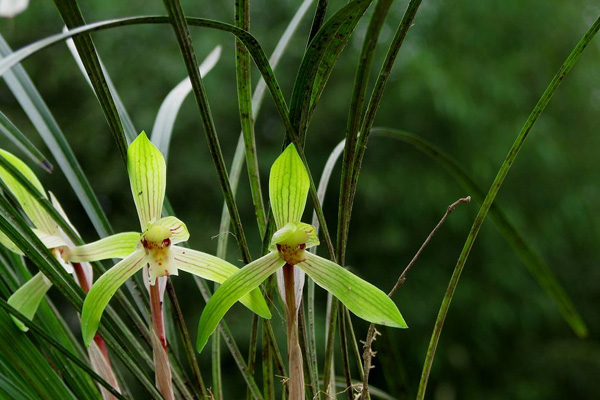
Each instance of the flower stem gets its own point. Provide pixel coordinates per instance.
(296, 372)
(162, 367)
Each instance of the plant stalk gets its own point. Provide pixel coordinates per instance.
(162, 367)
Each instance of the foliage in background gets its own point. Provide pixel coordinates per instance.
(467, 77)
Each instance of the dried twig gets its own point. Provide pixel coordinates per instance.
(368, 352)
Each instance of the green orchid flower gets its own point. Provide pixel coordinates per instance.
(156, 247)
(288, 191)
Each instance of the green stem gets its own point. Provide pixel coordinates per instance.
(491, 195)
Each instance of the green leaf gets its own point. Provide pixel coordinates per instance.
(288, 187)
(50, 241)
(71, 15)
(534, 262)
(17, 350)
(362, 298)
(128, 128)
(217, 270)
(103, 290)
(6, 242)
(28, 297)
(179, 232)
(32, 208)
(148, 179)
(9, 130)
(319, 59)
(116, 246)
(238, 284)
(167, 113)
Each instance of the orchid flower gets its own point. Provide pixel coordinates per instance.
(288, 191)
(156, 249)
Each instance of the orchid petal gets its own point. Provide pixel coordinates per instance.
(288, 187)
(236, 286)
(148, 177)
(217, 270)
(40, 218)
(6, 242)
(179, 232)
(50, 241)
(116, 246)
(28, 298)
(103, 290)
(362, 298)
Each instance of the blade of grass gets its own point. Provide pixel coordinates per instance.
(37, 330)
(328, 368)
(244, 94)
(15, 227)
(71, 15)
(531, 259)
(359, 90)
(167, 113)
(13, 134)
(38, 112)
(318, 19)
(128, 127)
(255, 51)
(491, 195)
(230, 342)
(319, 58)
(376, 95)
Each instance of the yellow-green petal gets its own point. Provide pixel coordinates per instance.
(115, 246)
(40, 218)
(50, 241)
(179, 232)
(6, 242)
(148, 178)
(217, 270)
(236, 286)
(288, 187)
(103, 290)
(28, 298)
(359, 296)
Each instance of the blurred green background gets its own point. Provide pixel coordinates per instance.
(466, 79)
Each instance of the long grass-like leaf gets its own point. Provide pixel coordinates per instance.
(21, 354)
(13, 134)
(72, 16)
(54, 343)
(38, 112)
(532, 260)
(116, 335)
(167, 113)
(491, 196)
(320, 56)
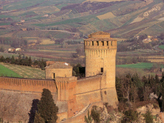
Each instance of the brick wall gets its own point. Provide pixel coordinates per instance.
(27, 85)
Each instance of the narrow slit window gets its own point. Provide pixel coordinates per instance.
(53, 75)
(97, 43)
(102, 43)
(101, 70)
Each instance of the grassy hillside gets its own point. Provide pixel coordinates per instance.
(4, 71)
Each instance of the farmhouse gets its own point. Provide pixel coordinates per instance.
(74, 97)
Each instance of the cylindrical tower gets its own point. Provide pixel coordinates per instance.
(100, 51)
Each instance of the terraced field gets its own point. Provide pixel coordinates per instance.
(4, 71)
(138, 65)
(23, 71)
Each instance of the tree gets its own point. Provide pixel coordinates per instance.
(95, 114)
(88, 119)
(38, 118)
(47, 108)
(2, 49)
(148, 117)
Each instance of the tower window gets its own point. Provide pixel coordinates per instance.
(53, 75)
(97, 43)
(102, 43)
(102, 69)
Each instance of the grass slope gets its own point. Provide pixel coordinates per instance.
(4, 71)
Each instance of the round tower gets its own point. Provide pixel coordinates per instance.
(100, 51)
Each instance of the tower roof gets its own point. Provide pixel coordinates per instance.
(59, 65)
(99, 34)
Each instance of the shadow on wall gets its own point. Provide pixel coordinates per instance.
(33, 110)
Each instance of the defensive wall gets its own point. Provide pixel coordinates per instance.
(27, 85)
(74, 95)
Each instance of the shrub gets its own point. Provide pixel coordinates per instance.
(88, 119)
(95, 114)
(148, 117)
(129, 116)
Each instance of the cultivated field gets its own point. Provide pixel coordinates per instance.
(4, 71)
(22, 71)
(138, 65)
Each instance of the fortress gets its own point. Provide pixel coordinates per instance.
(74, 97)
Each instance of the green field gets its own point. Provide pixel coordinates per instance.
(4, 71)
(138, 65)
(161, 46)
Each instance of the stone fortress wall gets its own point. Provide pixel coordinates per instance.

+---+

### THE EXERCISE:
Give all of the material above as a numbered list, one line per item, with blank lines and the pictures left out.

### ANSWER TO THE TASK:
1. Each instance of the flower stem gets its own point. Provide pixel coordinates per instance.
2. (296, 372)
3. (162, 367)
4. Each instance of the plant stalk gets its own point. Provide pixel coordinates per instance.
5. (162, 367)
6. Each instance of the foliage in background gets its own point. Provide pixel coordinates per instance.
7. (467, 77)
8. Each instance of the dried twig gets its own point. Provide pixel coordinates per instance.
9. (368, 352)
10. Each instance of the green orchid flower gets its own point. Provide pixel coordinates per instance.
11. (156, 247)
12. (288, 191)
13. Each instance of the green stem gets its own point. Provide pixel coordinates per instance.
14. (491, 195)
15. Each instance of the green leaf gets its own point. Provide pixel coordinates per instance.
16. (288, 187)
17. (50, 241)
18. (71, 15)
19. (534, 262)
20. (17, 350)
21. (362, 298)
22. (128, 128)
23. (217, 270)
24. (103, 290)
25. (6, 242)
26. (28, 297)
27. (179, 232)
28. (32, 208)
29. (148, 179)
30. (9, 130)
31. (319, 59)
32. (116, 246)
33. (238, 284)
34. (167, 113)
35. Each instance of the orchid flower gets its own point. Provide pixel coordinates per instance.
36. (288, 191)
37. (156, 249)
38. Each instance of the orchid petal gets its own point. Provide pixel coordinates per instance.
39. (288, 187)
40. (236, 286)
41. (148, 177)
42. (217, 270)
43. (40, 218)
44. (6, 242)
45. (179, 232)
46. (50, 241)
47. (116, 246)
48. (28, 298)
49. (103, 290)
50. (362, 298)
51. Each instance of the blade of grass gets its own point. Provide pixel coordinates per instance.
52. (37, 330)
53. (328, 368)
54. (244, 94)
55. (15, 227)
56. (71, 15)
57. (531, 259)
58. (359, 90)
59. (167, 113)
60. (13, 134)
61. (38, 112)
62. (318, 19)
63. (128, 127)
64. (255, 51)
65. (491, 195)
66. (230, 342)
67. (319, 58)
68. (376, 95)
69. Each instance of the yellow-green petal gets its own point. Provide pixel coordinates per instance.
70. (115, 246)
71. (40, 218)
72. (50, 241)
73. (179, 232)
74. (6, 242)
75. (148, 178)
76. (217, 270)
77. (236, 286)
78. (288, 187)
79. (103, 290)
80. (28, 298)
81. (359, 296)
82. Each instance of the blurred green background gets its own point. Provide pixel coordinates per instance.
83. (466, 79)
84. Each instance of the long grass-like leaf gets its own point. Provide pixel coordinates per instance.
85. (21, 354)
86. (13, 134)
87. (72, 16)
88. (54, 343)
89. (38, 112)
90. (532, 260)
91. (116, 335)
92. (167, 113)
93. (491, 196)
94. (320, 56)
95. Each instance of the brick wall gets its own point. Provide pixel coordinates per instance.
96. (27, 85)
97. Each instance of the narrow slit window gets its own point. Provide pixel coordinates per instance.
98. (53, 75)
99. (97, 43)
100. (102, 43)
101. (101, 70)
102. Each instance of the grassy hillside gets its own point. Provide pixel coordinates per instance.
103. (4, 71)
104. Each instance of the farmhouse gets its own point. Provide pixel coordinates per instance.
105. (74, 97)
106. Each instance of the cylindrical tower gets its own point. Provide pixel coordinates per instance.
107. (100, 51)
108. Each instance of the terraced field gets its own point. Provide pixel coordinates per instance.
109. (4, 71)
110. (138, 65)
111. (23, 71)
112. Each instance of the tree gets its own point. Provide pixel coordinates per instance.
113. (95, 114)
114. (88, 119)
115. (38, 118)
116. (47, 108)
117. (2, 49)
118. (148, 117)
119. Each instance of the tower window gets its own point. Provide pixel coordinates per instance.
120. (53, 75)
121. (97, 43)
122. (102, 43)
123. (102, 69)
124. Each instance of the grass slope gets its own point. Provide pixel coordinates per instance.
125. (4, 71)
126. Each instance of the round tower gets its own point. Provide pixel coordinates per instance.
127. (100, 51)
128. Each instance of the tower roof gets its own point. Provide pixel coordinates per instance.
129. (59, 65)
130. (99, 34)
131. Each instance of the shadow on wall gets its own point. Provide pixel coordinates per instance.
132. (33, 110)
133. Each instance of the defensive wall gets its own point. Provide pixel coordinates per instance.
134. (27, 85)
135. (74, 95)
136. Each instance of the shrub gets its own point. Provide pixel coordinates per instance.
137. (88, 119)
138. (95, 114)
139. (148, 117)
140. (129, 116)
141. Each instance of the cultivated field gets its own point. Provide pixel coordinates per instance.
142. (4, 71)
143. (22, 71)
144. (138, 65)
145. Each instance of the fortress gets its own point. Provide pixel coordinates per instance.
146. (74, 97)
147. Each instance of the green field gets its own point. Provide pixel coordinates per instance.
148. (4, 71)
149. (138, 65)
150. (161, 46)
151. Each instance of the stone fortress wall gets its own point. Provide pixel coordinates per instance.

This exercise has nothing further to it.